Items from a data source:
============================================================
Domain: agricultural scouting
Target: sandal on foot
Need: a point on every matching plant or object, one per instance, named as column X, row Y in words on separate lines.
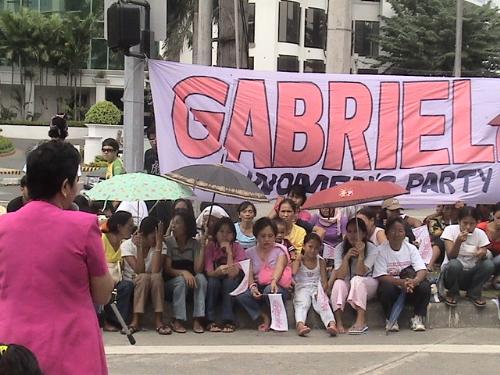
column 132, row 330
column 229, row 328
column 264, row 327
column 450, row 301
column 358, row 331
column 303, row 331
column 478, row 302
column 164, row 330
column 178, row 327
column 213, row 327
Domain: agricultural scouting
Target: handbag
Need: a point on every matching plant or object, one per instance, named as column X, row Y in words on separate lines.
column 115, row 269
column 266, row 273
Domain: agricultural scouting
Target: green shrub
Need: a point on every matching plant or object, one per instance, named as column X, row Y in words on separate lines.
column 103, row 113
column 71, row 123
column 6, row 145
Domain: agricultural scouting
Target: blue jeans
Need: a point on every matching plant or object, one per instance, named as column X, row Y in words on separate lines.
column 178, row 289
column 254, row 306
column 215, row 285
column 124, row 293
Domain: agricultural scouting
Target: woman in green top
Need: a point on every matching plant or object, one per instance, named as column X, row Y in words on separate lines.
column 110, row 149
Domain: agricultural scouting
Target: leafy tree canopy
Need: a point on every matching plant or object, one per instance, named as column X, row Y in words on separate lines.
column 420, row 38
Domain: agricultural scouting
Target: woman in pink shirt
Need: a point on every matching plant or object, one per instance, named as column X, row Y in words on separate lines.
column 53, row 270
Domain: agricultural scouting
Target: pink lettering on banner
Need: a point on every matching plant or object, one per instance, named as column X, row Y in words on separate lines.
column 343, row 128
column 416, row 125
column 249, row 129
column 387, row 140
column 206, row 86
column 464, row 151
column 289, row 123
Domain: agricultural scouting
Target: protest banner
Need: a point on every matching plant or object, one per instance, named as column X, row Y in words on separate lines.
column 437, row 137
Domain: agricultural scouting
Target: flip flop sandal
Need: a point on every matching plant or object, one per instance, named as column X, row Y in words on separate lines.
column 450, row 301
column 477, row 302
column 179, row 329
column 356, row 331
column 164, row 330
column 213, row 327
column 304, row 331
column 228, row 328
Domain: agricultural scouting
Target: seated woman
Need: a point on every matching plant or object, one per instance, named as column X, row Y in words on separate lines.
column 244, row 228
column 120, row 227
column 393, row 257
column 374, row 234
column 465, row 266
column 492, row 230
column 287, row 210
column 268, row 261
column 143, row 261
column 352, row 281
column 222, row 269
column 183, row 268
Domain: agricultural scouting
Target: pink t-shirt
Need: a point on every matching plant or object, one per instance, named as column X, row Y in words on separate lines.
column 272, row 258
column 47, row 256
column 215, row 256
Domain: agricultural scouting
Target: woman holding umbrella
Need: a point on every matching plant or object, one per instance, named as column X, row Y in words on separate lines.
column 395, row 256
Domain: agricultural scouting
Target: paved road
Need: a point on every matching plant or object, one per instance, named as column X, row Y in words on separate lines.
column 438, row 351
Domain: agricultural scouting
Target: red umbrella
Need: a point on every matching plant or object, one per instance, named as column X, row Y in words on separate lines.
column 353, row 193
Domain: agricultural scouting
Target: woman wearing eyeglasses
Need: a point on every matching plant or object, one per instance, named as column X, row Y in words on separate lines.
column 110, row 149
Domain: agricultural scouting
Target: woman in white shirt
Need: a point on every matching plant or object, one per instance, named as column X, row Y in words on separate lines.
column 465, row 266
column 395, row 256
column 143, row 264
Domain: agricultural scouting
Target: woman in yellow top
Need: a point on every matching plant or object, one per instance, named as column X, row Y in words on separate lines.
column 120, row 227
column 287, row 211
column 110, row 148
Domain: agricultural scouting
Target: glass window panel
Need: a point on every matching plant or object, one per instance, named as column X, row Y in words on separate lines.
column 315, row 30
column 288, row 63
column 98, row 56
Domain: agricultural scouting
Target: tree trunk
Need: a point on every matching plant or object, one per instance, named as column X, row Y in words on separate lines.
column 226, row 49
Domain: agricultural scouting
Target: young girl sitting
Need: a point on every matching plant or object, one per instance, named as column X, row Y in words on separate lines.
column 309, row 269
column 221, row 267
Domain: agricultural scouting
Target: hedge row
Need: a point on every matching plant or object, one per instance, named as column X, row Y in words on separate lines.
column 71, row 123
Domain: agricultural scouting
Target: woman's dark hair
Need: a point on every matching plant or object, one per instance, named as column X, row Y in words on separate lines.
column 263, row 223
column 244, row 205
column 48, row 166
column 469, row 211
column 369, row 213
column 58, row 127
column 312, row 237
column 298, row 191
column 118, row 218
column 392, row 221
column 290, row 202
column 18, row 360
column 188, row 203
column 111, row 142
column 220, row 223
column 189, row 221
column 148, row 225
column 361, row 226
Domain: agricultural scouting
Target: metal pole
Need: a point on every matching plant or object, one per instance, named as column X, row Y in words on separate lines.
column 237, row 32
column 458, row 39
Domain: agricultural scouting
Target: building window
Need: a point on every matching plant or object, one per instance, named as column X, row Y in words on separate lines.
column 315, row 30
column 289, row 22
column 367, row 71
column 314, row 66
column 365, row 38
column 251, row 23
column 288, row 63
============================================================
Copy every line of the data where "sandal" is found.

Target: sandal on foot
Target: flip flop sandal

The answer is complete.